[Stored data entries]

'''

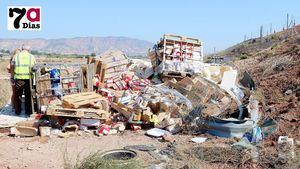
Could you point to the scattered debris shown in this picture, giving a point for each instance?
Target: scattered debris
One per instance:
(155, 132)
(199, 139)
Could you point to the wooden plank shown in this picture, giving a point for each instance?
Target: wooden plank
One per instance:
(78, 113)
(81, 99)
(122, 109)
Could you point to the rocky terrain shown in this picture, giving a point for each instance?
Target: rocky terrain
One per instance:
(81, 45)
(273, 62)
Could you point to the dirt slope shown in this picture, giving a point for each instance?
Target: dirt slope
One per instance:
(275, 67)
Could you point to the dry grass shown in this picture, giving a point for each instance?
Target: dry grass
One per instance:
(95, 161)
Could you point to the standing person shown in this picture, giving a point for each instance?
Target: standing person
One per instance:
(10, 68)
(23, 63)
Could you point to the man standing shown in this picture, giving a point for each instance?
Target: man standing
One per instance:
(10, 70)
(23, 63)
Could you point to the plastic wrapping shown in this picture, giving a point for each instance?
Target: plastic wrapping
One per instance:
(177, 97)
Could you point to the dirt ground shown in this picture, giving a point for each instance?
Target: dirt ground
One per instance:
(38, 152)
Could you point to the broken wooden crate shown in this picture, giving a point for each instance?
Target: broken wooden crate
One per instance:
(78, 113)
(87, 99)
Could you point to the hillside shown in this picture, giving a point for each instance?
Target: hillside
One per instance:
(253, 46)
(274, 66)
(81, 45)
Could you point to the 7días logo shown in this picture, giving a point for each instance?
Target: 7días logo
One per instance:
(24, 18)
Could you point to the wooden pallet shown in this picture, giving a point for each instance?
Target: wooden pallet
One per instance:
(81, 99)
(78, 113)
(126, 111)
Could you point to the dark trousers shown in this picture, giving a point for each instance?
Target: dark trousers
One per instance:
(22, 85)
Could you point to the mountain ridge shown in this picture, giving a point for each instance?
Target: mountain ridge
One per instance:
(81, 45)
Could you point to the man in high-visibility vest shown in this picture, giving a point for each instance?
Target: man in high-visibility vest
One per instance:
(12, 80)
(23, 63)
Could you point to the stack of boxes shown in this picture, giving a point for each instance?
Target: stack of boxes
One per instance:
(177, 54)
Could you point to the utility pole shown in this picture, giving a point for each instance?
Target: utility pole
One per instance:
(215, 55)
(287, 25)
(287, 21)
(261, 33)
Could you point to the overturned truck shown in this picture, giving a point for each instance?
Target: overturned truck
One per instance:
(176, 56)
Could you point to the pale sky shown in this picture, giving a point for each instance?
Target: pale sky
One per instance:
(218, 23)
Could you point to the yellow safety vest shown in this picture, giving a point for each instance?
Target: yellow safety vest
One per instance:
(23, 63)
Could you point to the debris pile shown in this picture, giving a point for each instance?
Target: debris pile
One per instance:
(174, 92)
(176, 56)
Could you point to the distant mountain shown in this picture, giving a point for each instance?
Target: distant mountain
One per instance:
(81, 45)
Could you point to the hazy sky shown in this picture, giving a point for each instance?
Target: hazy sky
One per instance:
(218, 23)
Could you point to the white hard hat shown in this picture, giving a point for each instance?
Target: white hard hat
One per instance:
(25, 47)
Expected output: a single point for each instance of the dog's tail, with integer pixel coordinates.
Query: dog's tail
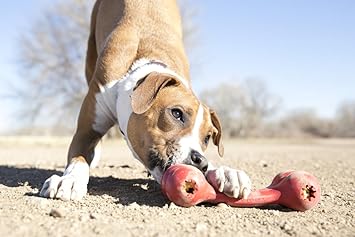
(91, 53)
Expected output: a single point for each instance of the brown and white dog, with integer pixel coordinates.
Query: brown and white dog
(138, 76)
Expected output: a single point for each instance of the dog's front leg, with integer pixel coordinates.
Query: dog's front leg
(232, 182)
(72, 185)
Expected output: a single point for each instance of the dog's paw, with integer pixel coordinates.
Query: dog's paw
(233, 183)
(71, 186)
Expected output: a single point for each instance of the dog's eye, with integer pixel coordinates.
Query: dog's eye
(207, 139)
(177, 113)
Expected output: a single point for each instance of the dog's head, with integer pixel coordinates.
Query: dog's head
(170, 125)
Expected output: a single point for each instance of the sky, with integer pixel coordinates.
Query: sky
(303, 50)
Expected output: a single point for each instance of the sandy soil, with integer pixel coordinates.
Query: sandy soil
(123, 201)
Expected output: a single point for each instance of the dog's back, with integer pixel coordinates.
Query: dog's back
(154, 25)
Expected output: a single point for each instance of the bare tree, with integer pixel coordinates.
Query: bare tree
(51, 57)
(242, 107)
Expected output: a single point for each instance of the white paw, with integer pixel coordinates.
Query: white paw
(233, 183)
(71, 186)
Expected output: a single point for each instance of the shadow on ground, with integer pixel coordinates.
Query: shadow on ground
(127, 191)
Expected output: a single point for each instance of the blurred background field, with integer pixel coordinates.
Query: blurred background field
(270, 69)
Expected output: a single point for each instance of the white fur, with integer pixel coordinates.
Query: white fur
(192, 140)
(233, 183)
(139, 70)
(113, 102)
(97, 155)
(71, 186)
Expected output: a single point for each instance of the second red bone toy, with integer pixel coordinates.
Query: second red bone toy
(186, 186)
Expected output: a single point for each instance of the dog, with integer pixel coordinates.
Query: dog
(138, 76)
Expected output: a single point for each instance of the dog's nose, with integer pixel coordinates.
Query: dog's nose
(199, 161)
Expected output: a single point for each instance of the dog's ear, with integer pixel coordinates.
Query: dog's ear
(148, 88)
(217, 136)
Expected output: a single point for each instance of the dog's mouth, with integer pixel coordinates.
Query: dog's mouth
(163, 162)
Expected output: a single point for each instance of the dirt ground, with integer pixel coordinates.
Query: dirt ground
(123, 201)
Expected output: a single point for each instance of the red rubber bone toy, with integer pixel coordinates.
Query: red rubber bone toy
(186, 186)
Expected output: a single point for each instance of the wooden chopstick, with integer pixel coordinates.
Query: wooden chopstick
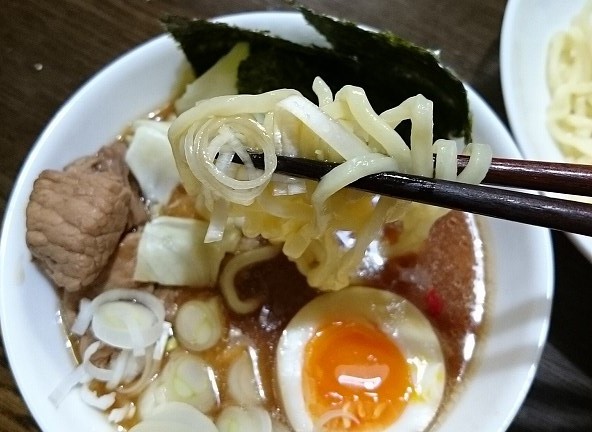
(566, 178)
(532, 209)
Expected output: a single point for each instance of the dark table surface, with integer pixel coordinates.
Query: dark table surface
(49, 48)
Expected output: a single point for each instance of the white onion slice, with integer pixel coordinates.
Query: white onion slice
(251, 419)
(199, 324)
(242, 381)
(112, 326)
(91, 398)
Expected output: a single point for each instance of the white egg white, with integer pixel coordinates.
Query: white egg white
(400, 320)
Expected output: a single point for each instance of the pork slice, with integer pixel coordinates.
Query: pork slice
(111, 159)
(74, 223)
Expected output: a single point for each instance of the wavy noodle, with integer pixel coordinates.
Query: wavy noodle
(233, 267)
(569, 78)
(324, 228)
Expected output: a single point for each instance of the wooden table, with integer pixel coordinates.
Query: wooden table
(49, 48)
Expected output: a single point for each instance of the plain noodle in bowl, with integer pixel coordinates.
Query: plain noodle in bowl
(569, 77)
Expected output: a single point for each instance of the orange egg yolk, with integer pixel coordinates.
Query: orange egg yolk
(355, 367)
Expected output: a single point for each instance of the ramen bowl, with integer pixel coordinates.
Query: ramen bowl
(519, 257)
(527, 29)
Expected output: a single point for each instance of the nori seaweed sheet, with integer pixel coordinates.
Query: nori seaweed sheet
(389, 68)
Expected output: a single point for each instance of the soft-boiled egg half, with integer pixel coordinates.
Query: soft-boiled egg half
(360, 359)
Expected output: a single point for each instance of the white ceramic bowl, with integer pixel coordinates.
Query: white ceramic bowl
(527, 28)
(520, 256)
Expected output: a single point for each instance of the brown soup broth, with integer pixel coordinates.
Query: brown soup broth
(444, 280)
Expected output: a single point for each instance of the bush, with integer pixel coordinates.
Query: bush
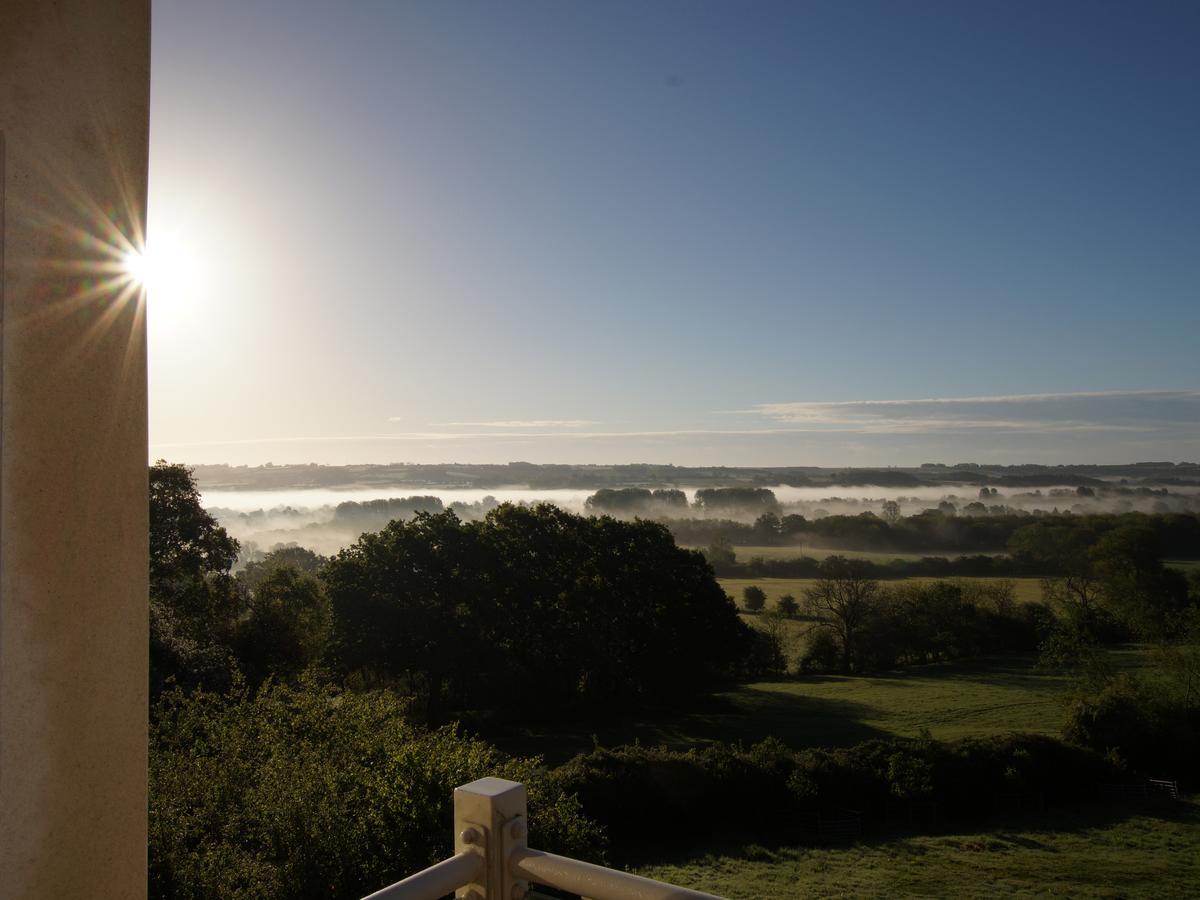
(655, 798)
(306, 792)
(822, 654)
(1153, 731)
(754, 598)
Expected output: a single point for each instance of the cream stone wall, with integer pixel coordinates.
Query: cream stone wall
(75, 95)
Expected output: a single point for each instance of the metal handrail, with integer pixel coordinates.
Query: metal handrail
(437, 881)
(594, 881)
(495, 863)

'''

Instructions for the task: Reproduce all of the records above exactly, but exclude the pictures.

Written solution:
Could you point to the scattered debris shown in this picture, giving a point for each instance?
Target: scattered debris
One per instance:
(155, 132)
(199, 139)
Could you point to the wooden plank shown in this picture, giving a point for each instance?
Target: wooden plank
One per instance:
(78, 113)
(81, 99)
(122, 109)
Could you point to the rocky terrain shown in this picture, giving a point for each instance?
Target: rocky terrain
One per instance:
(81, 45)
(273, 62)
Could you point to the dirt slope shown in this picture, giving a point for each instance?
Target: dirt slope
One per instance:
(275, 67)
Could you point to the dry grass shown in this picture, giving a point for each instance?
Target: dry grass
One per instance:
(95, 161)
Could you point to the standing person shown in this picture, giving a point for each instance?
Target: standing person
One per instance:
(10, 68)
(23, 63)
Could you point to the man standing shown in this picture, giving a point for each instance?
Target: man standing
One per instance:
(10, 70)
(23, 63)
Could you point to the plastic wrapping shown in this picture, giving a point for each instance?
Target: plastic wrapping
One per instance:
(177, 97)
Could you point to the dirt ground shown in this picture, giving a point for each instance?
Target: dirt ground
One per instance:
(38, 152)
Could you point to the broken wooden crate shown in this picture, giving a point for each instance?
Target: broken wooden crate
One per instance:
(78, 113)
(87, 99)
Could you point to the hillside shown in this picture, giving a point for each instance?
Target: hillside
One per instance:
(253, 46)
(274, 66)
(81, 45)
Could you point to the 7días logo shown in this picture, giving a point for each instance?
Target: 7días logo
One per instance:
(24, 18)
Could you point to the wooden pallet shown in this picture, giving a point for each instance?
Target: wooden pallet
One per instance:
(81, 99)
(78, 113)
(126, 111)
Could you point to the dark trousers shown in this picture, giving a point for each instance?
Target: dark trousers
One per instance:
(22, 85)
Could you point to the mountain ridge shown in this picture, giving a point for each instance?
Target: mountain ridge
One per instance:
(81, 45)
Could you point to the man in high-visibility vest shown in this picture, giving a point for each instance?
Target: man in high-visibility vest
One per instance:
(12, 80)
(23, 63)
Could you point to the stack of boxes shown in this picture, giving a point for each instance?
Target: stack of boxes
One per instance:
(177, 54)
Could you point to the utility pole shown in this picture, giving a point for each instance?
Target: utility pole
One per instance:
(215, 55)
(287, 25)
(287, 21)
(261, 33)
Could you point to the overturned truck shown in this picture, giving a point for each instance?
Target: overturned truck
One per instance:
(176, 56)
Could you point to the pale sky shown in this picture, giving a point for each instance?
Target: pale sky
One per instance:
(218, 23)
Could you point to the yellow safety vest shown in this picture, giving a point for each instance?
Target: yellow safety vest
One per instance:
(23, 63)
Could you point to the debris pile shown in this picture, giving a point for each instance?
Target: debris pile
One per instance:
(174, 92)
(176, 56)
Could you point to the distant mountain shown in this picture, giving a point for each instance?
Target: distant mountain
One per instance:
(81, 45)
Could you point to the hazy sky shown in this picture, giving a point for each instance?
Target: hazy sky
One per instance:
(218, 23)
Could you point to the white hard hat shown in this picture, giving a point for each instance?
Target: white hard hat
One per instance:
(25, 47)
Expected output: a single point for each instance of the dog's tail, with integer pixel coordinates.
Query: dog's tail
(91, 53)
Expected output: a single point for each instance of the brown and white dog, with integer pixel coordinates.
Query: brown and white dog
(138, 76)
Expected output: a single point for each instance of the dog's front leg, with integer pixel coordinates.
Query: dog's front leg
(232, 182)
(72, 185)
Expected output: a single point for each instance of the dog's paw, with integer pixel coordinates.
Query: dog's paw
(233, 183)
(71, 186)
Expected output: a single point for each instance of the dog's eye, with integer pixel coordinates.
Query: dog's eye
(207, 139)
(177, 113)
Expected output: a single point for each instance of the dog's head, with integer pixel coordinates.
Query: dog's head
(170, 125)
Expected output: a single point for each instance of the sky, with integer pixel coordinates.
Query: sky
(303, 50)
Expected output: a single point for each instance of the sandy soil, with integer pixel coordinates.
Query: sandy soil
(123, 201)
Expected output: a single point for each instance of the dog's back, with integer pixel coordinates.
Query: dog's back
(154, 25)
Expected output: a single point for each instance of the bare tree, with integer pixel coordinates.
Query: bare tree
(51, 57)
(242, 107)
Expected output: a single point for each instance of the white paw, with integer pixel coordinates.
Query: white paw
(233, 183)
(71, 186)
Expected output: a single point for each instance of the shadow on ground, with integer pixel coordinates.
Query: shadow on ground
(127, 191)
Expected output: a single point for each instance of the blurred background field, with integer pixel coordinates.
Query: blurred background field
(270, 69)
Expected output: a single point for each instance of the white fur, with integer pixel coordinates.
Query: white fur
(192, 140)
(233, 183)
(139, 70)
(113, 102)
(97, 155)
(71, 186)
Expected output: a single point for each instance of the second red bone toy, with integer pixel coordinates.
Query: second red bone toy
(186, 186)
Expected output: a single point for each instance of the dog, with integer pixel coordinates.
Query: dog
(138, 76)
Expected output: a single point for each instance of the dog's nose, with integer pixel coordinates.
Query: dog's nose
(199, 161)
Expected output: a single point for each instance of the dog's ear, with integer pixel coordinates.
Query: dog's ear
(148, 88)
(217, 136)
Expected output: a single point for each instance of the dog's mouth, with integer pixel coordinates.
Query: dog's mouth
(163, 162)
Expected output: a single point for each instance of the dirt ground, with integer pixel coordinates.
Query: dirt ground
(123, 201)
Expected output: a single point for each instance of the red rubber bone toy, with integer pixel coordinates.
Query: red rubber bone toy
(186, 186)
Expected output: a single point for each instance of the wooden chopstick, with integer pixel coordinates.
Query: wooden chopstick
(566, 178)
(532, 209)
Expected output: a single point for each instance of the dark table surface, with integer pixel coordinates.
Query: dark table surface
(49, 48)
Expected output: a single point for each instance of the white onion slice, with integer pixel coordinates.
Query: white onion slice
(251, 419)
(199, 324)
(242, 381)
(112, 326)
(91, 398)
Expected output: a single point for each instance of the white egg white, with integer pixel coordinates.
Query: white egg white
(400, 320)
Expected output: a single point for each instance of the pork slice, with integer pixel coordinates.
Query: pork slice
(111, 159)
(74, 223)
Expected output: a single point for each instance of the wavy noodle, with integer pixel coordinates.
Query: wavy noodle
(233, 267)
(569, 78)
(324, 228)
Expected output: a single point for each instance of the wooden table, with integer pixel coordinates.
Query: wooden table
(49, 48)
Expected output: a single point for each instance of the plain noodle in bowl, with integer pixel coordinates.
Query: plain noodle in bowl
(569, 77)
Expected output: a single point for each instance of the orange egg yolk, with integer pixel coordinates.
Query: orange egg yolk
(355, 367)
Expected output: a single point for each instance of the ramen bowl, with integer pixel coordinates.
Query: ramen bowl
(519, 257)
(527, 29)
Expected output: a single point for each instance of the nori seaweed sheet, with integer pixel coordinates.
Query: nori seaweed sheet
(389, 68)
Expected output: a single point for each instance of the soft-boiled egg half, with integer pixel coordinates.
Query: soft-boiled egg half
(360, 359)
Expected output: a single point for each instance of the white ceramic bowl, with integer pixel coordinates.
Query: white ceramic bowl
(527, 28)
(520, 256)
Expected output: a single point for each instance of the brown soup broth, with integer pixel coordinates.
Query: brown soup broth
(444, 280)
Expected output: a single point for each instance of the bush, with integer pixel coordinates.
Query: bush
(655, 798)
(306, 792)
(822, 654)
(1153, 731)
(754, 598)
Expected output: a single point for each instance of the cream stone wall, with integer pixel coordinates.
Query: cream stone wall
(75, 95)
Expected output: a single point for each instance of the metal handrail, with integer pixel coordinates.
Query: metal handrail
(437, 881)
(594, 881)
(495, 863)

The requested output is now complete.